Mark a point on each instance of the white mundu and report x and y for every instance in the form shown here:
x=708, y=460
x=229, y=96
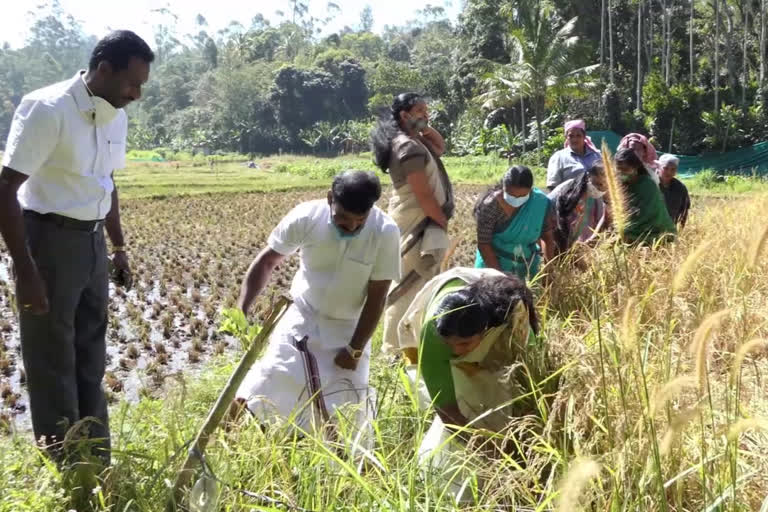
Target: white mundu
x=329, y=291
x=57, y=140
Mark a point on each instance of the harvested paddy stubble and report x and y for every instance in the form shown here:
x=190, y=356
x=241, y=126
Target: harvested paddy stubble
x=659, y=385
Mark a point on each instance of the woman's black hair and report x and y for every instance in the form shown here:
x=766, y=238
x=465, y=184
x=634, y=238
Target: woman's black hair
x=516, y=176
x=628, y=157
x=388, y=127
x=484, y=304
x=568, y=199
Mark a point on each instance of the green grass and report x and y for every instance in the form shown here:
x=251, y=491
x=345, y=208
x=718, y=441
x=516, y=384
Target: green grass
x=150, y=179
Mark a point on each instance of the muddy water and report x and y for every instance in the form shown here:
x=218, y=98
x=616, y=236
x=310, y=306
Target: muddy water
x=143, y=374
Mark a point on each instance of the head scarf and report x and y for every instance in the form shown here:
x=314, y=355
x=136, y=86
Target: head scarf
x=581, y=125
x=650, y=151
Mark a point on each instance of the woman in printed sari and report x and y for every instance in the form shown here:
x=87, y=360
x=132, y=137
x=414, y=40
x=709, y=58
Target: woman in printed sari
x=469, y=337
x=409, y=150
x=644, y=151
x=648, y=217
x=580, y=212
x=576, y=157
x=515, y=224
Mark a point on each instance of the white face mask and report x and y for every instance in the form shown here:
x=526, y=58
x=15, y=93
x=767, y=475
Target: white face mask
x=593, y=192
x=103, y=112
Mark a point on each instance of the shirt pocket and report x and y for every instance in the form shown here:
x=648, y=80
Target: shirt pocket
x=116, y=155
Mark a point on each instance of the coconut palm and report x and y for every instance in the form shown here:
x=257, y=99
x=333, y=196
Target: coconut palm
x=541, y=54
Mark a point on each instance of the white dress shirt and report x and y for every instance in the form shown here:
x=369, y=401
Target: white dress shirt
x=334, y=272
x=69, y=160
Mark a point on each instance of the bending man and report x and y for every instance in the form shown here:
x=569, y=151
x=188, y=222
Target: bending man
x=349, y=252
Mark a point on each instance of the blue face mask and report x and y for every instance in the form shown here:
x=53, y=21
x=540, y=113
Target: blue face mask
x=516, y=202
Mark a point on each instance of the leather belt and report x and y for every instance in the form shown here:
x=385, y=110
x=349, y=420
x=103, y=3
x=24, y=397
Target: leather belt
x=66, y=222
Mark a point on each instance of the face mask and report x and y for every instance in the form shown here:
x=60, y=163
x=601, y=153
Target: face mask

+-------+

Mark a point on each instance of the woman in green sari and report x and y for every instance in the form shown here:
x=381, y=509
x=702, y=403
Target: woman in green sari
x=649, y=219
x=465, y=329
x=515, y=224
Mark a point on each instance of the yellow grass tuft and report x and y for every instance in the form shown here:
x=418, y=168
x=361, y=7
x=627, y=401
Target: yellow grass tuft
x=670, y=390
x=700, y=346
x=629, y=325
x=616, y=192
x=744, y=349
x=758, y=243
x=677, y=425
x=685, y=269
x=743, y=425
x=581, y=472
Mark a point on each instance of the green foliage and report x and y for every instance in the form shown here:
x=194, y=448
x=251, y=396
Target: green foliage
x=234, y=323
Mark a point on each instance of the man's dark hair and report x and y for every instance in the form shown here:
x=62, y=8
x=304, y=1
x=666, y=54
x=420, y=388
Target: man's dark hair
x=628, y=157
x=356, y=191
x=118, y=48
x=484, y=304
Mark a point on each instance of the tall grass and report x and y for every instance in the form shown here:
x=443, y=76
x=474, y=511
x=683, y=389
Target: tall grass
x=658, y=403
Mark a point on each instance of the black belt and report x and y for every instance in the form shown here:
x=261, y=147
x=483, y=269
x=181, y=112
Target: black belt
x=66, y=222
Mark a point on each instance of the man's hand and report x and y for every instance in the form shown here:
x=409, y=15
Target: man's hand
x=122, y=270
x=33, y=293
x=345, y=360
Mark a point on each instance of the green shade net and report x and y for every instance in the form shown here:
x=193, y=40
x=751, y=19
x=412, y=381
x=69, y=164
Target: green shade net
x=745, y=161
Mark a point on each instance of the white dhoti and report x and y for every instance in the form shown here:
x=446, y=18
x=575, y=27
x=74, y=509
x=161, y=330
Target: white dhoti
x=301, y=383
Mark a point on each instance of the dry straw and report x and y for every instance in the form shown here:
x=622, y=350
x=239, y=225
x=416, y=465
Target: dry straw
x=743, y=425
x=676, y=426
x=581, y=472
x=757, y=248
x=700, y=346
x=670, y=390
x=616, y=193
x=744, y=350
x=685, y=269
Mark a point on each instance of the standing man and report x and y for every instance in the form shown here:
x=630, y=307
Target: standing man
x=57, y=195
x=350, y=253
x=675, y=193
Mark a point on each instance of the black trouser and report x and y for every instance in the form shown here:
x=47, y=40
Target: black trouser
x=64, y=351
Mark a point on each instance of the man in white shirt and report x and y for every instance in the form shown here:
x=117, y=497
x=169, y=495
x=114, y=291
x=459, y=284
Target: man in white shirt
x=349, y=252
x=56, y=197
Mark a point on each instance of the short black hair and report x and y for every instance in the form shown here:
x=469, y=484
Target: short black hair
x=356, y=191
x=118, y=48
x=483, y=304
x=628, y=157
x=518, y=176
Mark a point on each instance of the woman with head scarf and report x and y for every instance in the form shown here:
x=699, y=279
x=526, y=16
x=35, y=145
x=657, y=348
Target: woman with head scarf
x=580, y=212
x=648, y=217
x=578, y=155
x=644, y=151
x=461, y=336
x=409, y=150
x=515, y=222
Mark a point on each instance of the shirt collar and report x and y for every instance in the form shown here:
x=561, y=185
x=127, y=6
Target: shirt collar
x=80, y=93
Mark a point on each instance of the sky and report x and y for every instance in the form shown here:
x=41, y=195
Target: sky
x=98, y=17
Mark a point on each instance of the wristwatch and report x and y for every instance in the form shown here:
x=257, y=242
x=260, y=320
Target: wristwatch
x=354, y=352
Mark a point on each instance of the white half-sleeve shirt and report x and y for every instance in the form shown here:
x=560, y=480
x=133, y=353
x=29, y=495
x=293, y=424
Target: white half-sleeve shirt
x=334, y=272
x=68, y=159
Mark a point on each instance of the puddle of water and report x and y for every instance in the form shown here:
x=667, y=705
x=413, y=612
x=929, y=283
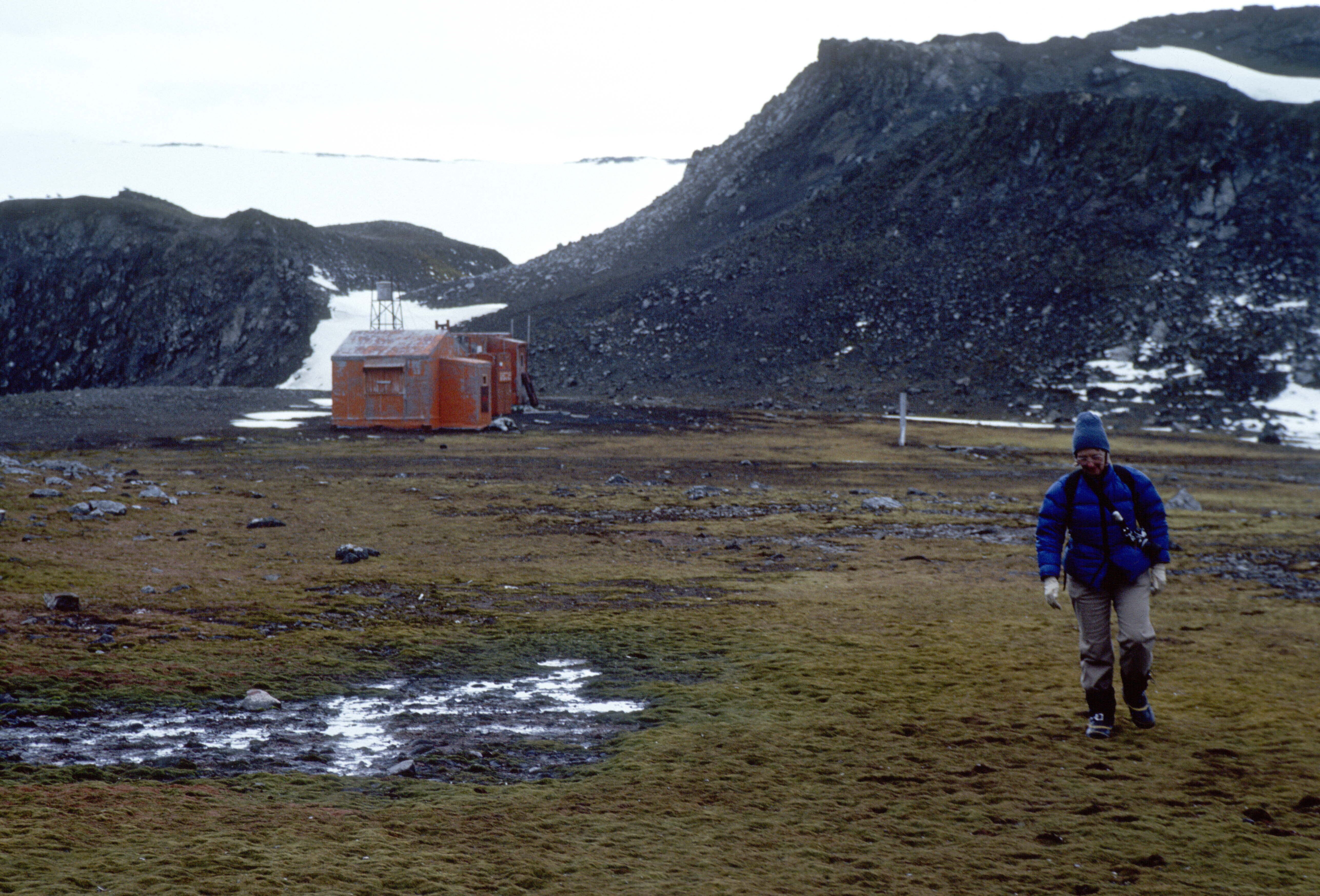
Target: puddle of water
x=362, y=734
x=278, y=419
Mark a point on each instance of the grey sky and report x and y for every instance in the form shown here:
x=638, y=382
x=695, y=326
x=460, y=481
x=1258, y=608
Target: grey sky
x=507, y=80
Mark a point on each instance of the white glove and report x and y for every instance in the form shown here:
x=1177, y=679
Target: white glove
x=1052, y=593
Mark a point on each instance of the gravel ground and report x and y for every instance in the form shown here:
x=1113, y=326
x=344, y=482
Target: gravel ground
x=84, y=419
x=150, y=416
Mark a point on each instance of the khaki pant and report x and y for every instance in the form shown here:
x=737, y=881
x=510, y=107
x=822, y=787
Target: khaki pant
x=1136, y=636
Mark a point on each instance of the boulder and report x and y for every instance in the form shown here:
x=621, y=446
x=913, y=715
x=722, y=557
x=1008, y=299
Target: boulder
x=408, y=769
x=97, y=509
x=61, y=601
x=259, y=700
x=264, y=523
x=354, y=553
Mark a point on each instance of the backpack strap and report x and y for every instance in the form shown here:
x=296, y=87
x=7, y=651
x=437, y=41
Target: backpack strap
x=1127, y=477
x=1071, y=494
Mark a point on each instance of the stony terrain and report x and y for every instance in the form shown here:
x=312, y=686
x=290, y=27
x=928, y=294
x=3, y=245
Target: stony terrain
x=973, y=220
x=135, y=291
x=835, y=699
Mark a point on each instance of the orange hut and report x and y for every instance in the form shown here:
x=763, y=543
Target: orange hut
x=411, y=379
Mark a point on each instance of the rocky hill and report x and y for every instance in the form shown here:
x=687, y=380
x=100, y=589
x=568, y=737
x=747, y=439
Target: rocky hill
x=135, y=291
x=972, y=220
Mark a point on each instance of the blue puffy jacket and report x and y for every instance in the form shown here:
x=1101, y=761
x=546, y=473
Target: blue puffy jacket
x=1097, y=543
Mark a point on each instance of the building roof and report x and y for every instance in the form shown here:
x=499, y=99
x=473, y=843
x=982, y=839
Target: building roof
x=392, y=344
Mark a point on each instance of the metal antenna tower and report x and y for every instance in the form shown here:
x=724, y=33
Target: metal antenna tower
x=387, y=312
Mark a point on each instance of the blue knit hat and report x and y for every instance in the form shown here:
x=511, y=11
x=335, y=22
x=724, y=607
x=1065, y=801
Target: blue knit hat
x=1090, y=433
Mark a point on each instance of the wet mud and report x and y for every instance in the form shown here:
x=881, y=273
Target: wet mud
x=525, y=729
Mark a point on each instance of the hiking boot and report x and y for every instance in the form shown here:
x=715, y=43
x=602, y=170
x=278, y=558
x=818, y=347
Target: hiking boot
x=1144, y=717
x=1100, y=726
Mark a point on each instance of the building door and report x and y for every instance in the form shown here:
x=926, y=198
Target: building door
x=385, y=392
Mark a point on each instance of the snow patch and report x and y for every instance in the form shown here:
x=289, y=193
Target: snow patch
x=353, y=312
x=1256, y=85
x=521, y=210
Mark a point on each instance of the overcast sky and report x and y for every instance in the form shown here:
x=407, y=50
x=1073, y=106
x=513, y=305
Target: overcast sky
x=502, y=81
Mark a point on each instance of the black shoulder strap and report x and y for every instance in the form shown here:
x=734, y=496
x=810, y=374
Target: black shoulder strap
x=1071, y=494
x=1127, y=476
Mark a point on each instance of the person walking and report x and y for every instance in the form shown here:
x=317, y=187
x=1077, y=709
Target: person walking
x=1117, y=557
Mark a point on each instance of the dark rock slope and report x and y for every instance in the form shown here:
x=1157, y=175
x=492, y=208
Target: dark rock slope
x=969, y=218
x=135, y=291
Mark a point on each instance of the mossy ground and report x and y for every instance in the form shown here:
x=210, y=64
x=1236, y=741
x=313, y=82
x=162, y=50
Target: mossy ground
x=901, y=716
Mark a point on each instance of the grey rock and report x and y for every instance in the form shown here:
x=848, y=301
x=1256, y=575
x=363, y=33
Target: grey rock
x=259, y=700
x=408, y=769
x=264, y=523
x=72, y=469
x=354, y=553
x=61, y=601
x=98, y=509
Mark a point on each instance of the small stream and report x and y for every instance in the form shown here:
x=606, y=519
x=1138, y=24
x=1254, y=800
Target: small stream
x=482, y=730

+-------+

Your task: Repeat the entries above verbatim, starting at the line with "Mark a point on each instance of the head" and ending with the line with "x=103, y=112", including both of those lines.

Answer below:
Mark a point on each instance of the head scarf and report x and y for every instance in the form shown here:
x=314, y=355
x=136, y=86
Target: head scarf
x=581, y=125
x=650, y=151
Mark a point on each instance of the woman in printed sari and report x and y for every instance in the form shown here:
x=87, y=360
x=132, y=137
x=414, y=40
x=709, y=58
Target: woman in printed sari
x=469, y=337
x=409, y=150
x=644, y=151
x=648, y=217
x=580, y=212
x=576, y=157
x=515, y=224
Mark a point on each instance of the white face mask and report x and y for every instance in the form shown here:
x=526, y=58
x=15, y=93
x=767, y=475
Target: white face mask
x=593, y=192
x=103, y=112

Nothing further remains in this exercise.